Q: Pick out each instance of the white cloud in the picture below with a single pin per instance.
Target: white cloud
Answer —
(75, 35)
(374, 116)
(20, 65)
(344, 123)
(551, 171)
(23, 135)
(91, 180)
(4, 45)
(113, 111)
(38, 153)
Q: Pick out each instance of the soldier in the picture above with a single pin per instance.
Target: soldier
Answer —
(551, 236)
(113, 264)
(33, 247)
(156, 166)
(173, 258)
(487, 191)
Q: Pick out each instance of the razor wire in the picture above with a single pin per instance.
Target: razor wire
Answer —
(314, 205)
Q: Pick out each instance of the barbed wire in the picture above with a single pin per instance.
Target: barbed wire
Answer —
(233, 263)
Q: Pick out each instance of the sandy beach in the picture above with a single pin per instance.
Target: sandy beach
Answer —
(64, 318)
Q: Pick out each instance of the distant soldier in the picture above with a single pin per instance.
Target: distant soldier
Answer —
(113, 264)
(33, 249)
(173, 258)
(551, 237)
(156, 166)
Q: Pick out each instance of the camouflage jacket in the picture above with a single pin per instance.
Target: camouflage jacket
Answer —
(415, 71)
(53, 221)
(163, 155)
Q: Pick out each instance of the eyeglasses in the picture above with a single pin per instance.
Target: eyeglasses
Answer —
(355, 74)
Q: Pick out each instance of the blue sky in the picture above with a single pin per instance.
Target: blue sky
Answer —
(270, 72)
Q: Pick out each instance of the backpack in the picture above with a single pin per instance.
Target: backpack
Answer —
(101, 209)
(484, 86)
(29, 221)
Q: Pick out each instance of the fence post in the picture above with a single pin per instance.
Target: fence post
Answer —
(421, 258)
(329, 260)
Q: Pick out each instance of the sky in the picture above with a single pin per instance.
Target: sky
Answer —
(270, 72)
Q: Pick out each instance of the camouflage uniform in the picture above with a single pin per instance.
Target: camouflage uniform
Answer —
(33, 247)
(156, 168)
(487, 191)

---

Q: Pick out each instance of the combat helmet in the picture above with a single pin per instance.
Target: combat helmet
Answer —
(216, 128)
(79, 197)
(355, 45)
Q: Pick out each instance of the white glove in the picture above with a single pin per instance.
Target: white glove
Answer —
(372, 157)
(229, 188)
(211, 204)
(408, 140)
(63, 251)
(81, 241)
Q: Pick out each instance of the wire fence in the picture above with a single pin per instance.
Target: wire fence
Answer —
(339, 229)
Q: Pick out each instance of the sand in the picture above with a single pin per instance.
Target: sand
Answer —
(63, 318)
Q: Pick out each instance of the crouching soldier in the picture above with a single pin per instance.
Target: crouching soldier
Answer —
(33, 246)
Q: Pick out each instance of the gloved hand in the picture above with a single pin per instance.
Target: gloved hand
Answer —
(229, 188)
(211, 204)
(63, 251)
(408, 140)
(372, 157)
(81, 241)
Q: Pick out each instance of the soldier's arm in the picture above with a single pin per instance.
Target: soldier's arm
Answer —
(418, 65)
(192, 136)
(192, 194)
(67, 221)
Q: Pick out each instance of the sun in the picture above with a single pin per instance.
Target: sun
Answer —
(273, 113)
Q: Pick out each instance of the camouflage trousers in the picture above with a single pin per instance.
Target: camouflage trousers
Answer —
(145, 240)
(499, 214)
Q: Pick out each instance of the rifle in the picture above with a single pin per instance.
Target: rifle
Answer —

--- Your task ---
From the entries above, extract only the lines running from the one containing "Q: Pick out each instance of the wire" through the one containing "Target: gloved hand", inclusive.

--- Response to this exercise ---
Q: Pick out each instance of the wire fence in the picture above with a single pin per instance.
Target: wire fence
Answer —
(339, 229)
Q: Pick out each instance of the sand in the picture above with a single pin per instance.
Target: sand
Answer —
(63, 318)
Q: Pick out each instance of the crouching soldier in the picture above with a single pin per instance.
Target: crouching soldier
Answer —
(33, 246)
Q: Pick out each instance of the gloved hand in the picture above with a single pin per instance.
Target: gloved hand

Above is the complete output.